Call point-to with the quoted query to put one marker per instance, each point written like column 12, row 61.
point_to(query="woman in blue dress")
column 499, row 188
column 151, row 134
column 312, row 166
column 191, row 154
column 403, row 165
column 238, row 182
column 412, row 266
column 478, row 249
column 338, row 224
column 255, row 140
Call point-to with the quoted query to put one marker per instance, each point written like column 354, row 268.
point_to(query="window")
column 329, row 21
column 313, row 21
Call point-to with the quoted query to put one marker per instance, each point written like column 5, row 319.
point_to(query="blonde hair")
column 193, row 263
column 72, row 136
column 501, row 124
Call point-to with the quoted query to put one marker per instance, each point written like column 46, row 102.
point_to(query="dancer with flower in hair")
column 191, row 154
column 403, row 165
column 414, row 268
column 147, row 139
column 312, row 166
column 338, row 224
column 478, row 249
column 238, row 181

--------------------

- **WHAT IS ASKED**
Rewrite all of the lines above, replacing each "marker" with "pin" and leaving everything else untouched.

- **WRITTEN SOLUTION**
Call point-to with the quoted query to put one pin per instance, each point written like column 12, row 61.
point_to(query="woman in blue dress")
column 499, row 188
column 151, row 134
column 312, row 166
column 191, row 154
column 403, row 165
column 238, row 182
column 412, row 266
column 478, row 249
column 338, row 224
column 255, row 140
Call point-to with the quoted query to put one pin per instance, each point written like column 354, row 268.
point_to(query="window")
column 329, row 21
column 313, row 21
Call point-to with the quoted query to put one pin per instance, each point written like column 5, row 319.
point_to(query="blonde hair")
column 193, row 263
column 72, row 136
column 501, row 124
Call point-to with the quoted query to put one pin per instance, each point written like column 46, row 102.
point_to(query="dancer with flower in hair")
column 191, row 154
column 403, row 165
column 414, row 268
column 147, row 139
column 312, row 166
column 338, row 224
column 478, row 249
column 238, row 181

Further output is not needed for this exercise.